----- Dataset records

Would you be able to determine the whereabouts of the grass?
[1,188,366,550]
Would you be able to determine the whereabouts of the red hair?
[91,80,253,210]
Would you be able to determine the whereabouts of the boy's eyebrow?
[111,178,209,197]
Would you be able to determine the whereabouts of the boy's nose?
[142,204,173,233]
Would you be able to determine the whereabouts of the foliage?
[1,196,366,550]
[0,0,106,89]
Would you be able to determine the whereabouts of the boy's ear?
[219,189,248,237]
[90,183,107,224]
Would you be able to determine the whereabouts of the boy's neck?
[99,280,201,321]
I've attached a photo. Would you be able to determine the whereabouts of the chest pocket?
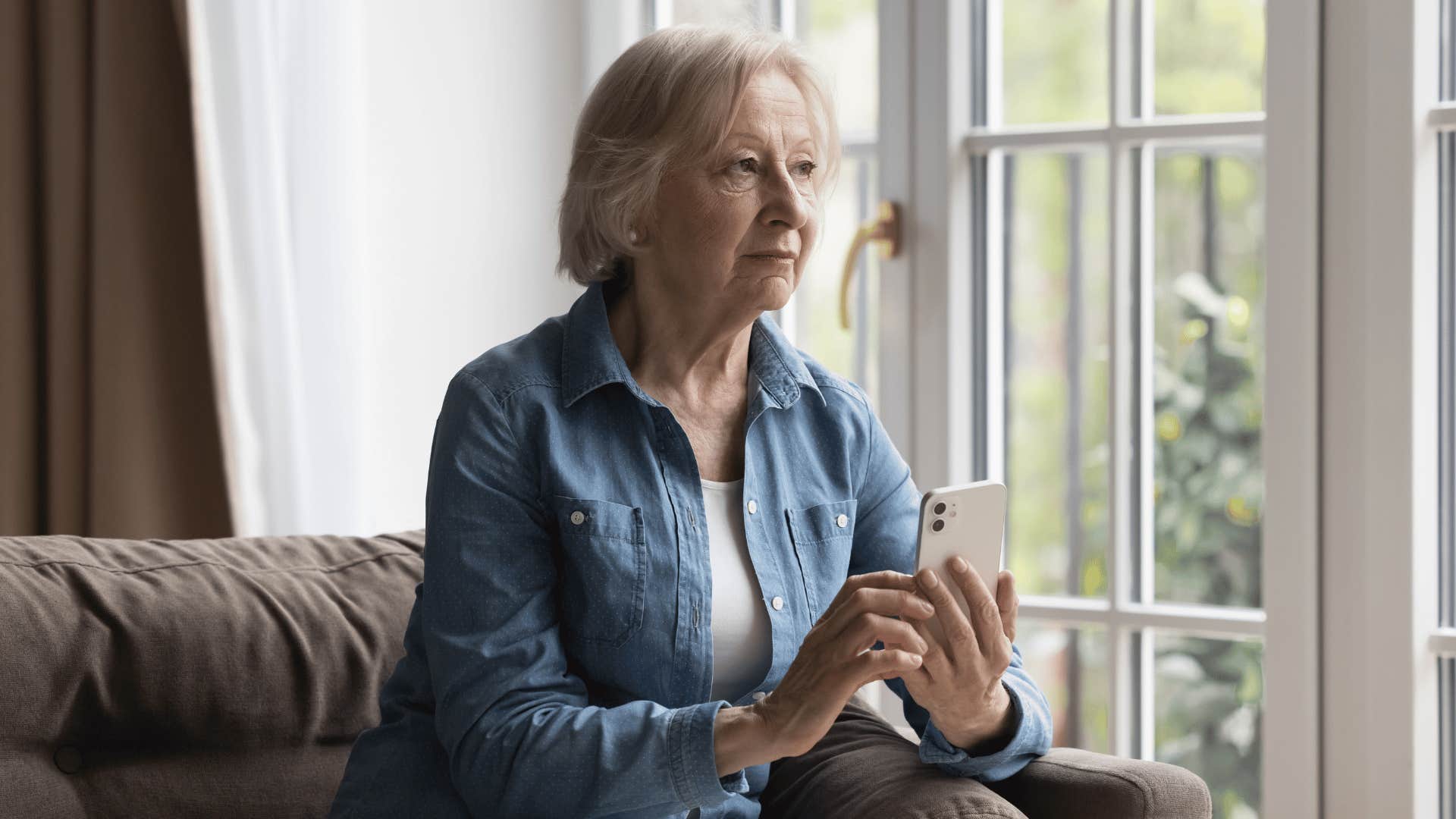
[785,498,858,623]
[555,495,646,647]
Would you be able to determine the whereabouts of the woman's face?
[638,68,824,321]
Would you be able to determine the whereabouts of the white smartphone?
[916,481,1006,645]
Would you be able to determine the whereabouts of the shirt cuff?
[920,680,1035,777]
[667,699,748,808]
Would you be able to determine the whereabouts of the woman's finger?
[916,566,978,652]
[840,612,930,657]
[814,568,919,625]
[855,648,921,686]
[910,620,952,679]
[946,557,1003,653]
[815,586,935,644]
[996,568,1021,642]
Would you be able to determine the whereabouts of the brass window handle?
[839,199,900,329]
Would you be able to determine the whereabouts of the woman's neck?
[607,274,753,405]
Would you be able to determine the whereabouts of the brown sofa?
[0,531,1211,819]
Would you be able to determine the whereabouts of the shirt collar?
[560,281,828,408]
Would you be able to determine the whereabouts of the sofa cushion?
[0,531,424,816]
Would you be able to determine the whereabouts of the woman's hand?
[753,570,939,756]
[900,557,1018,751]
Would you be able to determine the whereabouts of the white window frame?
[1323,0,1456,817]
[880,0,1320,817]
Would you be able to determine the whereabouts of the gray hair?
[556,24,840,286]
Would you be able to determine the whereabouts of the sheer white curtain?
[188,0,373,535]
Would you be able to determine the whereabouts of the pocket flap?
[555,495,642,541]
[788,498,858,545]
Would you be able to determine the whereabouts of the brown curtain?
[0,0,233,538]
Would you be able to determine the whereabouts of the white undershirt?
[701,478,774,702]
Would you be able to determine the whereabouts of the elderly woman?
[334,27,1051,817]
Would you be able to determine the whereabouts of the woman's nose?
[763,168,810,231]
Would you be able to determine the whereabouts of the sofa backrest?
[0,531,425,817]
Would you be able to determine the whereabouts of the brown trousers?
[758,694,1027,819]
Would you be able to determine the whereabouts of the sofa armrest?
[987,748,1213,819]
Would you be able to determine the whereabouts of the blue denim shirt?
[332,277,1051,819]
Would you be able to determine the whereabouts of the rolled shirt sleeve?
[849,378,1051,783]
[419,370,748,816]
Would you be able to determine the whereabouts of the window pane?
[1147,632,1264,819]
[796,0,880,140]
[1440,0,1456,99]
[789,156,880,400]
[1016,620,1112,754]
[657,0,776,28]
[989,0,1108,125]
[1436,133,1456,626]
[993,152,1109,595]
[1438,652,1456,819]
[1144,0,1264,115]
[1152,149,1264,606]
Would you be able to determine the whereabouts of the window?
[597,0,1328,819]
[965,0,1265,816]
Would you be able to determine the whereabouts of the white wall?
[356,0,584,535]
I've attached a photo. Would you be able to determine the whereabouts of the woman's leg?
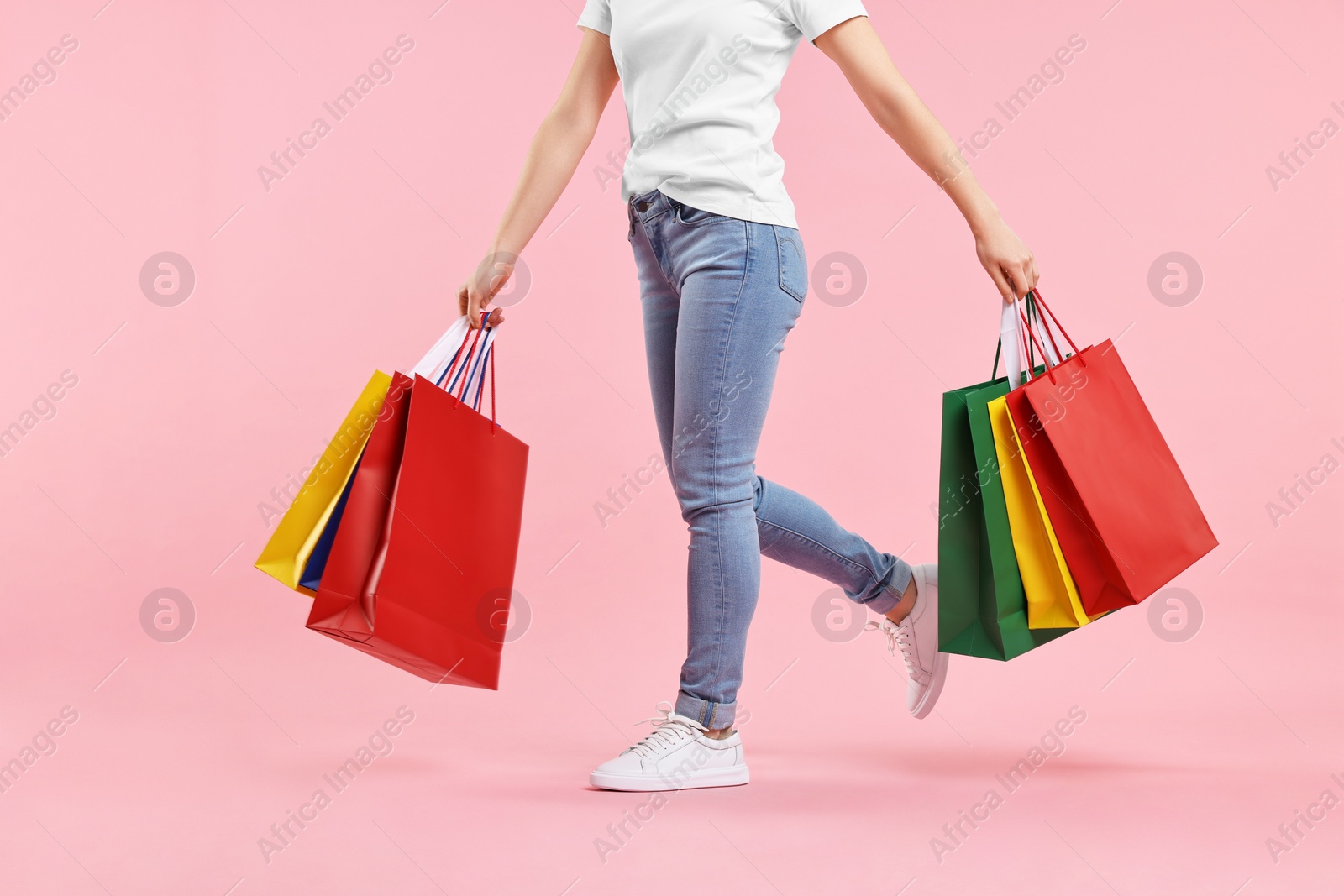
[755,475,914,614]
[630,192,910,730]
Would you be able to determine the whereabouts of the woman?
[459,0,1037,791]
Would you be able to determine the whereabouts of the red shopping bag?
[307,322,527,689]
[1008,293,1218,616]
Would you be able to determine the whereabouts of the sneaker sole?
[910,650,948,719]
[589,766,751,793]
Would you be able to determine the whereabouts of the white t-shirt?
[578,0,869,227]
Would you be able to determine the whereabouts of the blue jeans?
[629,190,912,728]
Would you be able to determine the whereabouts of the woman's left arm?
[815,16,1039,302]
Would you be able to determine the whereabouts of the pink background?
[0,0,1344,896]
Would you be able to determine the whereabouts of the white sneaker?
[589,701,748,791]
[864,563,948,719]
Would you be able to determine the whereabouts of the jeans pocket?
[773,224,808,302]
[672,202,727,227]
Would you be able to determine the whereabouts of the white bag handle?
[999,298,1062,391]
[408,314,466,380]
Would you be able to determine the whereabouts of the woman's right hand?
[457,251,517,329]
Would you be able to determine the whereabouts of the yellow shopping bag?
[254,371,392,595]
[990,398,1102,629]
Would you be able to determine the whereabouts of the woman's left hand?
[976,217,1040,302]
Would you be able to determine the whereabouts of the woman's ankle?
[887,576,918,625]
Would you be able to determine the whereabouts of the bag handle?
[438,312,499,435]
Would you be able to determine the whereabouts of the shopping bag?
[298,451,365,594]
[1008,291,1218,616]
[254,316,480,594]
[307,318,528,689]
[990,293,1089,629]
[938,301,1070,659]
[254,371,391,594]
[990,396,1091,629]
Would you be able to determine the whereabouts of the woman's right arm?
[457,29,620,327]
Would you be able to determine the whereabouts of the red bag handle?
[444,312,499,435]
[1017,289,1087,383]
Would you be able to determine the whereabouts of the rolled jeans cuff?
[860,558,916,616]
[674,690,738,728]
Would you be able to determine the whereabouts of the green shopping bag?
[938,332,1077,659]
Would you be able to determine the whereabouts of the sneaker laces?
[863,619,919,679]
[625,700,706,759]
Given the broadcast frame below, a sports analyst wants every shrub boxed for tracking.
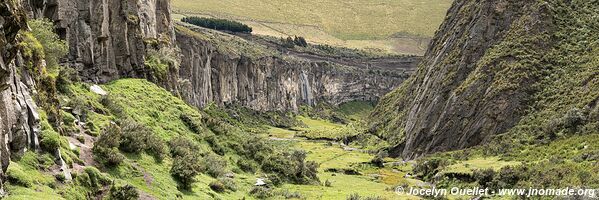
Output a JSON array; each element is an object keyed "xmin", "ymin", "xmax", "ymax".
[
  {"xmin": 75, "ymin": 167, "xmax": 111, "ymax": 191},
  {"xmin": 261, "ymin": 151, "xmax": 318, "ymax": 184},
  {"xmin": 144, "ymin": 47, "xmax": 181, "ymax": 80},
  {"xmin": 472, "ymin": 169, "xmax": 496, "ymax": 188},
  {"xmin": 202, "ymin": 154, "xmax": 227, "ymax": 178},
  {"xmin": 92, "ymin": 146, "xmax": 125, "ymax": 167},
  {"xmin": 281, "ymin": 37, "xmax": 295, "ymax": 48},
  {"xmin": 100, "ymin": 95, "xmax": 124, "ymax": 116},
  {"xmin": 218, "ymin": 177, "xmax": 237, "ymax": 192},
  {"xmin": 56, "ymin": 67, "xmax": 81, "ymax": 94},
  {"xmin": 370, "ymin": 151, "xmax": 389, "ymax": 168},
  {"xmin": 347, "ymin": 193, "xmax": 384, "ymax": 200},
  {"xmin": 413, "ymin": 158, "xmax": 449, "ymax": 181},
  {"xmin": 119, "ymin": 119, "xmax": 152, "ymax": 153},
  {"xmin": 250, "ymin": 186, "xmax": 274, "ymax": 199},
  {"xmin": 6, "ymin": 164, "xmax": 34, "ymax": 188},
  {"xmin": 168, "ymin": 137, "xmax": 201, "ymax": 158},
  {"xmin": 40, "ymin": 130, "xmax": 60, "ymax": 152},
  {"xmin": 120, "ymin": 119, "xmax": 166, "ymax": 160},
  {"xmin": 237, "ymin": 159, "xmax": 258, "ymax": 173},
  {"xmin": 208, "ymin": 181, "xmax": 225, "ymax": 193},
  {"xmin": 324, "ymin": 179, "xmax": 333, "ymax": 187},
  {"xmin": 171, "ymin": 154, "xmax": 201, "ymax": 190},
  {"xmin": 293, "ymin": 36, "xmax": 308, "ymax": 47},
  {"xmin": 109, "ymin": 184, "xmax": 139, "ymax": 200},
  {"xmin": 181, "ymin": 17, "xmax": 252, "ymax": 33},
  {"xmin": 278, "ymin": 190, "xmax": 303, "ymax": 199},
  {"xmin": 94, "ymin": 123, "xmax": 122, "ymax": 148},
  {"xmin": 27, "ymin": 19, "xmax": 69, "ymax": 67},
  {"xmin": 179, "ymin": 113, "xmax": 202, "ymax": 134}
]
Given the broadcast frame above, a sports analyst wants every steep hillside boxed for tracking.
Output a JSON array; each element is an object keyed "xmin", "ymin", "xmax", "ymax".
[
  {"xmin": 173, "ymin": 0, "xmax": 452, "ymax": 55},
  {"xmin": 371, "ymin": 0, "xmax": 599, "ymax": 158},
  {"xmin": 176, "ymin": 25, "xmax": 418, "ymax": 111}
]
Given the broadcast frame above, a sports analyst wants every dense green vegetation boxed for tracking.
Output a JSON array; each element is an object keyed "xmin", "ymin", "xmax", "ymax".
[
  {"xmin": 371, "ymin": 1, "xmax": 599, "ymax": 199},
  {"xmin": 181, "ymin": 17, "xmax": 252, "ymax": 33}
]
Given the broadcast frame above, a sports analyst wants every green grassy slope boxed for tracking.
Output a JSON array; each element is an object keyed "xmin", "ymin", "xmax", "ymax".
[
  {"xmin": 173, "ymin": 0, "xmax": 452, "ymax": 54},
  {"xmin": 371, "ymin": 0, "xmax": 599, "ymax": 195}
]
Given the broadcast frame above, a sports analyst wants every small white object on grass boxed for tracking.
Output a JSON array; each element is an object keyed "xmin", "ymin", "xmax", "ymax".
[{"xmin": 89, "ymin": 85, "xmax": 108, "ymax": 96}]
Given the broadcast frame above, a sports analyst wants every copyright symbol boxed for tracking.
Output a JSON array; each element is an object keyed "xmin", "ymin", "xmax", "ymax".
[{"xmin": 395, "ymin": 186, "xmax": 405, "ymax": 195}]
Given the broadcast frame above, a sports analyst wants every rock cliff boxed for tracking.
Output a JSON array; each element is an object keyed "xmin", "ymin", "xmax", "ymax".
[
  {"xmin": 176, "ymin": 25, "xmax": 417, "ymax": 111},
  {"xmin": 0, "ymin": 1, "xmax": 40, "ymax": 194},
  {"xmin": 25, "ymin": 0, "xmax": 418, "ymax": 110},
  {"xmin": 371, "ymin": 0, "xmax": 599, "ymax": 158},
  {"xmin": 24, "ymin": 0, "xmax": 175, "ymax": 83}
]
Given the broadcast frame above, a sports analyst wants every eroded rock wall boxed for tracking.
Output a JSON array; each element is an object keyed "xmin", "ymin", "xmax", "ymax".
[
  {"xmin": 371, "ymin": 0, "xmax": 599, "ymax": 159},
  {"xmin": 25, "ymin": 0, "xmax": 175, "ymax": 83},
  {"xmin": 0, "ymin": 1, "xmax": 40, "ymax": 194},
  {"xmin": 176, "ymin": 27, "xmax": 409, "ymax": 111}
]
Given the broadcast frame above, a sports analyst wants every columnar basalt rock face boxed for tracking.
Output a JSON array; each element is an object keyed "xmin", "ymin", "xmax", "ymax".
[
  {"xmin": 25, "ymin": 0, "xmax": 175, "ymax": 83},
  {"xmin": 26, "ymin": 0, "xmax": 416, "ymax": 110},
  {"xmin": 371, "ymin": 0, "xmax": 597, "ymax": 159},
  {"xmin": 0, "ymin": 1, "xmax": 40, "ymax": 194},
  {"xmin": 177, "ymin": 25, "xmax": 408, "ymax": 111}
]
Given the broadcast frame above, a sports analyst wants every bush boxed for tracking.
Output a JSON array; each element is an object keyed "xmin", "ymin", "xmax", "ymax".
[
  {"xmin": 370, "ymin": 151, "xmax": 389, "ymax": 168},
  {"xmin": 261, "ymin": 151, "xmax": 318, "ymax": 184},
  {"xmin": 181, "ymin": 17, "xmax": 252, "ymax": 33},
  {"xmin": 27, "ymin": 19, "xmax": 69, "ymax": 67},
  {"xmin": 168, "ymin": 137, "xmax": 201, "ymax": 158},
  {"xmin": 109, "ymin": 184, "xmax": 139, "ymax": 200},
  {"xmin": 208, "ymin": 181, "xmax": 225, "ymax": 193},
  {"xmin": 324, "ymin": 179, "xmax": 333, "ymax": 187},
  {"xmin": 92, "ymin": 146, "xmax": 125, "ymax": 167},
  {"xmin": 171, "ymin": 154, "xmax": 201, "ymax": 190},
  {"xmin": 119, "ymin": 119, "xmax": 152, "ymax": 153},
  {"xmin": 100, "ymin": 95, "xmax": 124, "ymax": 117},
  {"xmin": 56, "ymin": 67, "xmax": 81, "ymax": 94},
  {"xmin": 278, "ymin": 190, "xmax": 303, "ymax": 199},
  {"xmin": 75, "ymin": 167, "xmax": 111, "ymax": 191},
  {"xmin": 40, "ymin": 130, "xmax": 60, "ymax": 152},
  {"xmin": 347, "ymin": 193, "xmax": 384, "ymax": 200},
  {"xmin": 472, "ymin": 169, "xmax": 496, "ymax": 188},
  {"xmin": 218, "ymin": 177, "xmax": 237, "ymax": 192},
  {"xmin": 237, "ymin": 159, "xmax": 258, "ymax": 173},
  {"xmin": 413, "ymin": 158, "xmax": 449, "ymax": 181},
  {"xmin": 250, "ymin": 186, "xmax": 274, "ymax": 199},
  {"xmin": 293, "ymin": 36, "xmax": 308, "ymax": 47},
  {"xmin": 144, "ymin": 47, "xmax": 181, "ymax": 80},
  {"xmin": 179, "ymin": 113, "xmax": 202, "ymax": 134},
  {"xmin": 202, "ymin": 154, "xmax": 227, "ymax": 178},
  {"xmin": 6, "ymin": 164, "xmax": 34, "ymax": 188}
]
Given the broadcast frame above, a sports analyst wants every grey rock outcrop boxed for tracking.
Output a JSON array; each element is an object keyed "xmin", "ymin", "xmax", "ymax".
[
  {"xmin": 371, "ymin": 0, "xmax": 599, "ymax": 159},
  {"xmin": 176, "ymin": 26, "xmax": 415, "ymax": 111},
  {"xmin": 25, "ymin": 0, "xmax": 175, "ymax": 83},
  {"xmin": 25, "ymin": 0, "xmax": 418, "ymax": 110},
  {"xmin": 0, "ymin": 1, "xmax": 40, "ymax": 196}
]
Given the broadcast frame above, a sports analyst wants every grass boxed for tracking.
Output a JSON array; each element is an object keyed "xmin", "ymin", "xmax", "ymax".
[
  {"xmin": 294, "ymin": 116, "xmax": 357, "ymax": 140},
  {"xmin": 282, "ymin": 141, "xmax": 420, "ymax": 199},
  {"xmin": 266, "ymin": 126, "xmax": 296, "ymax": 139},
  {"xmin": 173, "ymin": 0, "xmax": 452, "ymax": 54},
  {"xmin": 295, "ymin": 141, "xmax": 372, "ymax": 171},
  {"xmin": 441, "ymin": 157, "xmax": 521, "ymax": 174},
  {"xmin": 337, "ymin": 101, "xmax": 374, "ymax": 120},
  {"xmin": 104, "ymin": 79, "xmax": 201, "ymax": 140}
]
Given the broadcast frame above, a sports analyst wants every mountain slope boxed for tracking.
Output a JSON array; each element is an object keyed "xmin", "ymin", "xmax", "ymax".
[
  {"xmin": 371, "ymin": 0, "xmax": 599, "ymax": 158},
  {"xmin": 173, "ymin": 0, "xmax": 452, "ymax": 55}
]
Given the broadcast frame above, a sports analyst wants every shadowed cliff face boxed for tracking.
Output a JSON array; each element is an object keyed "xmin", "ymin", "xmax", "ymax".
[
  {"xmin": 0, "ymin": 1, "xmax": 40, "ymax": 194},
  {"xmin": 25, "ymin": 0, "xmax": 174, "ymax": 83},
  {"xmin": 26, "ymin": 0, "xmax": 418, "ymax": 111},
  {"xmin": 177, "ymin": 24, "xmax": 415, "ymax": 111},
  {"xmin": 371, "ymin": 0, "xmax": 597, "ymax": 158}
]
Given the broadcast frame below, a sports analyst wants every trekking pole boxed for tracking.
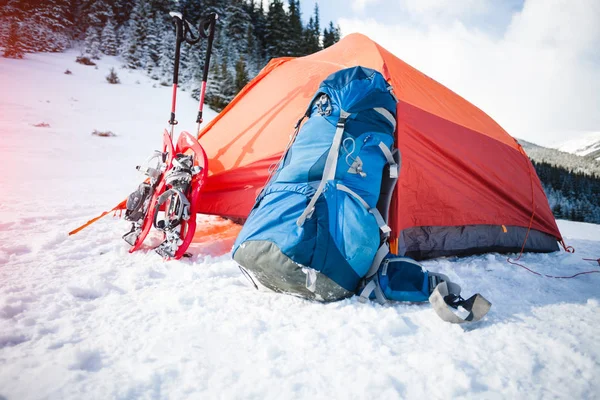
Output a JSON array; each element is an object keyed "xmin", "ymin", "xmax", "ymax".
[
  {"xmin": 169, "ymin": 12, "xmax": 184, "ymax": 140},
  {"xmin": 196, "ymin": 13, "xmax": 219, "ymax": 138}
]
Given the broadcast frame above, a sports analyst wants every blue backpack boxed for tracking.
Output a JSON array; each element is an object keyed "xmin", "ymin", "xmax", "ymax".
[{"xmin": 233, "ymin": 67, "xmax": 398, "ymax": 301}]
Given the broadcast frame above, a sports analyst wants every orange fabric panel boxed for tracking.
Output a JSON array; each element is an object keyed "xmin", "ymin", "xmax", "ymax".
[
  {"xmin": 193, "ymin": 34, "xmax": 561, "ymax": 242},
  {"xmin": 376, "ymin": 41, "xmax": 517, "ymax": 148},
  {"xmin": 392, "ymin": 103, "xmax": 560, "ymax": 238}
]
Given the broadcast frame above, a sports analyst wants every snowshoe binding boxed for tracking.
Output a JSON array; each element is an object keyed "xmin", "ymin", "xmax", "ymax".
[{"xmin": 153, "ymin": 154, "xmax": 202, "ymax": 258}]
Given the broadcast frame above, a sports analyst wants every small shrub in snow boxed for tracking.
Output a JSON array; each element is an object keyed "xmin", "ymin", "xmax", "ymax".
[
  {"xmin": 106, "ymin": 68, "xmax": 121, "ymax": 85},
  {"xmin": 92, "ymin": 129, "xmax": 117, "ymax": 137},
  {"xmin": 75, "ymin": 56, "xmax": 96, "ymax": 65}
]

----------

• **Problem**: Return the lines of the entries above verbatim, starting at the line containing "Would you be able to determine the whereabouts of the pocket" and ending at the line containing "[419,370,748,816]", both included.

• **Result of the exercise**:
Would you be able to determine the whereabouts of the pocket flap?
[555,495,642,541]
[788,498,858,545]
Would you be able to determine the whereabouts of the brown curtain?
[0,0,233,538]
Would you be able to determine the whereabouts of the white undershirt?
[701,478,774,702]
Would you be able to determine the whereabouts of the elderly woman?
[334,27,1051,817]
Would you be able to determine the whereabouts of the woman's nose?
[763,168,810,231]
Would you be able to determine the whereabouts of the sofa backrest?
[0,531,425,817]
Would you be able to determine the whereabouts of the brown trousers?
[758,694,1027,819]
Would you be able to determine the whereabouts of the sofa armrest?
[987,748,1213,819]
Would you be able to determine the whereabouts of the blue denim shirt?
[332,277,1051,819]
Would you be able to determine the whereabouts of the rolled shirt sleeve?
[849,378,1051,783]
[419,370,748,816]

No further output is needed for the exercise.